-- Exercise --
Without the pictures, set down every line of the data exactly.

Items from a data source:

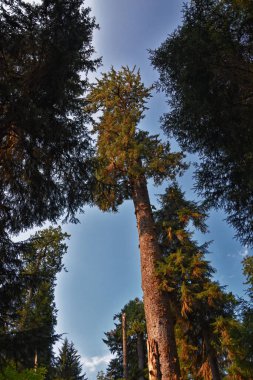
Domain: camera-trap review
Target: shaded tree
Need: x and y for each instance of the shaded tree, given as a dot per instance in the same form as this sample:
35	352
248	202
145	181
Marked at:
125	158
196	301
136	343
28	326
45	149
206	71
68	366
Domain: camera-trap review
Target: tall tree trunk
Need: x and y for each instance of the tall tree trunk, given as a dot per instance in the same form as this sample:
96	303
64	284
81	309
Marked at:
211	355
163	359
141	355
124	343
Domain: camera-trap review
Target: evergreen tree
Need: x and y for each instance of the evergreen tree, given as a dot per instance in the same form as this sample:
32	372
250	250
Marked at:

-- Reply --
Domain: camera-trap review
Target: shaded tree
Need: x and y for each instance of the shaded tree, given as a dot per instance in the same form as this sample:
35	352
248	202
145	181
Marked at:
125	158
196	301
136	343
28	326
45	149
206	71
68	366
Domain: camera-trap review
Target: tall tree trunk
Need: x and y for each instance of the tall tree trunk, given as a dot per instance in the same form as this sample:
96	303
64	284
81	309
Marked at:
211	355
163	359
141	355
124	343
Domain: camera-trap review
Target: evergreen tree
Need: x and y for each instance of the evergreen tree, given as a dot per instance in the same form as this sample:
32	372
250	250
Marked at:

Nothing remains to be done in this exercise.